(Data records)

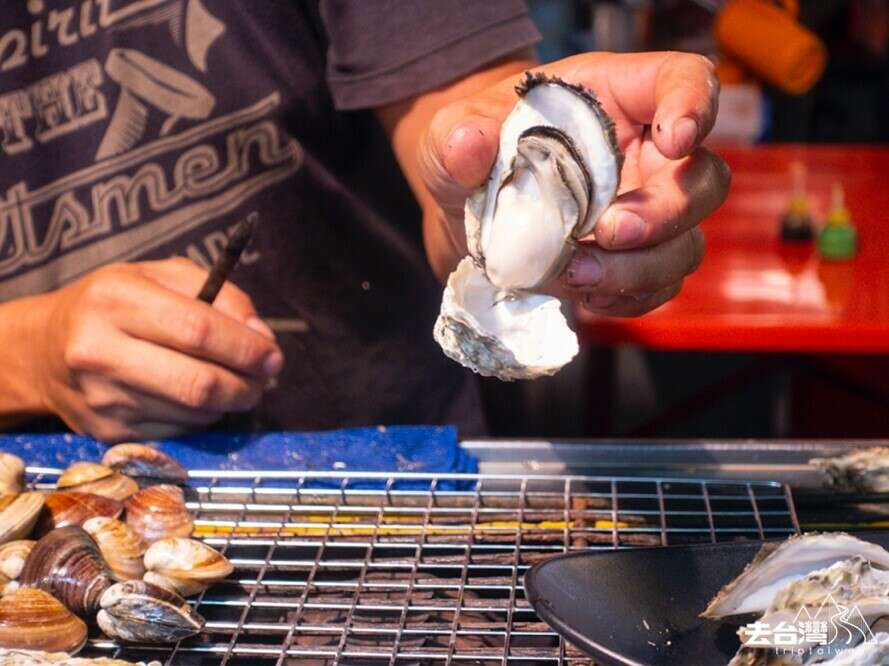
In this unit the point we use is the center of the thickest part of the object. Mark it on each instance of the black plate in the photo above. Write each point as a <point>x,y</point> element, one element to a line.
<point>641,606</point>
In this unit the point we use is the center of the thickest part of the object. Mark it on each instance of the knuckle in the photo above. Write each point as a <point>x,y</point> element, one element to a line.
<point>82,353</point>
<point>193,329</point>
<point>199,389</point>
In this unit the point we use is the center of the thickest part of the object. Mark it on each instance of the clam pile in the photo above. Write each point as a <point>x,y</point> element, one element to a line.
<point>108,549</point>
<point>829,593</point>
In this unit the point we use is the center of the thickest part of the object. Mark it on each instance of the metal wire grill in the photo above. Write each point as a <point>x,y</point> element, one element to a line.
<point>351,568</point>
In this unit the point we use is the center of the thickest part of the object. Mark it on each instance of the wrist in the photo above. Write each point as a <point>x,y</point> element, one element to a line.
<point>24,324</point>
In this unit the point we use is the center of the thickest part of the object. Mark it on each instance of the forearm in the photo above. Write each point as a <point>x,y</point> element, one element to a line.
<point>21,322</point>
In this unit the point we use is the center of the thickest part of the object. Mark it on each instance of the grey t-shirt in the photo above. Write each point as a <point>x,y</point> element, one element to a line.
<point>142,129</point>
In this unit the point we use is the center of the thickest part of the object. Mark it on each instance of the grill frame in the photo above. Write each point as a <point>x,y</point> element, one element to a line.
<point>404,522</point>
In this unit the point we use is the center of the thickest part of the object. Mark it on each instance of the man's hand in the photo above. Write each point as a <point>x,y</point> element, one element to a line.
<point>663,104</point>
<point>129,353</point>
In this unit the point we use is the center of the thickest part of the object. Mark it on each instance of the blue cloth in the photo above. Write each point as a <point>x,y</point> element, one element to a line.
<point>418,449</point>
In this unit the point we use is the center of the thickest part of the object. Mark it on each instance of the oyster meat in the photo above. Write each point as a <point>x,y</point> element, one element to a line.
<point>556,171</point>
<point>851,584</point>
<point>861,470</point>
<point>776,565</point>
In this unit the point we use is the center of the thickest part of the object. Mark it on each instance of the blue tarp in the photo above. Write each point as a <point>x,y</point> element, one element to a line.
<point>420,449</point>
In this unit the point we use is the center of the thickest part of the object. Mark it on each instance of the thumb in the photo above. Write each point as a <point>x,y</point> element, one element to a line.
<point>457,155</point>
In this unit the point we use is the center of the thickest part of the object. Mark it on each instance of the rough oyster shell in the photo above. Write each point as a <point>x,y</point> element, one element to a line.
<point>778,564</point>
<point>35,658</point>
<point>861,470</point>
<point>556,171</point>
<point>851,583</point>
<point>497,336</point>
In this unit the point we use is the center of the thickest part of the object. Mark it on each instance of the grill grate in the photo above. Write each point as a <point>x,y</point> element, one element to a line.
<point>360,568</point>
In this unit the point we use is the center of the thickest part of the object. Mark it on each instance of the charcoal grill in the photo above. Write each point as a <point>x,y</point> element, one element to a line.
<point>361,568</point>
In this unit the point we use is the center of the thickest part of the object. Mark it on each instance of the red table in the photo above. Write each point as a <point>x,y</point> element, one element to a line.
<point>756,293</point>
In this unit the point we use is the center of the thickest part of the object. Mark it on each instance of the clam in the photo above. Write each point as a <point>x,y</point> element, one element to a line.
<point>33,620</point>
<point>13,555</point>
<point>860,470</point>
<point>67,564</point>
<point>776,565</point>
<point>120,545</point>
<point>32,658</point>
<point>159,512</point>
<point>12,473</point>
<point>185,566</point>
<point>19,515</point>
<point>71,507</point>
<point>141,461</point>
<point>87,477</point>
<point>557,170</point>
<point>140,612</point>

*Exercise requirements*.
Write out the data once more exactly, omitting the pictures.

*Solution*.
In this unit the point we use is the center of the thickest part of the object. Mark it on each instance of the black plate in the photo above. Write each point as a <point>x,y</point> element, one element to a line.
<point>641,606</point>
In this unit the point we use is the center of the thickest part of the object. Mark it on each instance of the knuckle in the photo above. Write each point as a <point>x,y</point> element, one element to a line.
<point>82,353</point>
<point>193,329</point>
<point>199,389</point>
In this unit the point we use is the center of the thickest part of the object. Mark it on each instance of the clam pile in the photo above. Write each point as a <point>x,y</point> element, one element to a line.
<point>108,549</point>
<point>829,593</point>
In this unit the point we use is the center of the thickest part of the object. Mark it on each instance of the metal wire grill in the photo above. Write each point as a <point>x,y</point> element, one element to a line.
<point>351,568</point>
In this unit the point we use is the center of the thickest part of the object. Mark it on each instance of the wrist in the photo above. Write each point as a <point>x,y</point> element, one element to a line.
<point>24,324</point>
In this unit the point we use is the center of the thickest part of the object. Mark it on each instance of the forearm in the photo above. Write each point as a <point>x,y</point> element, one element to a line.
<point>21,322</point>
In this unit the point we use is the center of the thickest part of the object. Mark it on each instance of the grey t-shirt in the photo above. Write each point as a <point>x,y</point> element, one element to a line.
<point>142,129</point>
In this unit the point we use is the center of the thickest part of the object. Mark it on each instance of the grill frame in the photo above. Write each point as a <point>x,y</point> element, one element to a line.
<point>404,522</point>
In this unit the point we use is the center of the thickest part of the object. Mark it on each instance of the man's hand in the photo above. Write each point as a <point>x,y</point> element, one element to a line.
<point>663,104</point>
<point>129,353</point>
In this unit the point we use is the center of the thickest part of the object. Mark it on each instance of the blue cloth in the photo above. Write each point as a <point>x,y</point> element, one element to a line.
<point>418,449</point>
In this unit the point we use is the center of the thickest part of the object. Mark it on each instance of the oyster meat in the photo above. Write each point as a <point>x,y</point> element, one element to a line.
<point>556,171</point>
<point>851,584</point>
<point>861,470</point>
<point>776,565</point>
In this unit the point we use is the center of the thickest part of the object. Mark it on each instance of the blue tarp in the photo above. Write each point as a <point>x,y</point> element, one element to a line.
<point>420,449</point>
In this unit the point we use is the center of the thickest part of the object. Mark it on each instance of the thumb in the photo above. Write each point as a <point>x,y</point> element, one element to a line.
<point>457,155</point>
In this unit the point we use is the center of the thickest part of the object. Mark it on each instance of the rough oyster shell in the photo above. Write each point as a <point>x,y</point> element, one element to a line.
<point>778,564</point>
<point>35,658</point>
<point>861,470</point>
<point>556,171</point>
<point>851,583</point>
<point>497,336</point>
In this unit the point we use is the center of the thickest part of the object. Mark it on each instance of the grill grate in the photo above. Write each point as a <point>x,y</point> element, one element to a line.
<point>360,568</point>
In this unit the point we use is the center of the thickest part of the object. Mark it on each instance of the charcoal grill in the photo above. Write each point as a <point>x,y</point> element, one element to a line.
<point>361,568</point>
In this unit the point we use is the center of the thickest part of the object. Mark it on each instance of the red table in the photo above. Write each point as a <point>x,y</point> element, one element to a line.
<point>756,293</point>
In this unit the point we use is the center of the thickest part of the object. Mark it on each instance of the clam in the photo above. Write each point as a <point>x,y</point> element, one element to a line.
<point>33,620</point>
<point>13,555</point>
<point>860,470</point>
<point>67,564</point>
<point>776,565</point>
<point>120,545</point>
<point>32,658</point>
<point>159,512</point>
<point>12,473</point>
<point>185,566</point>
<point>19,515</point>
<point>71,507</point>
<point>141,461</point>
<point>87,477</point>
<point>557,170</point>
<point>140,612</point>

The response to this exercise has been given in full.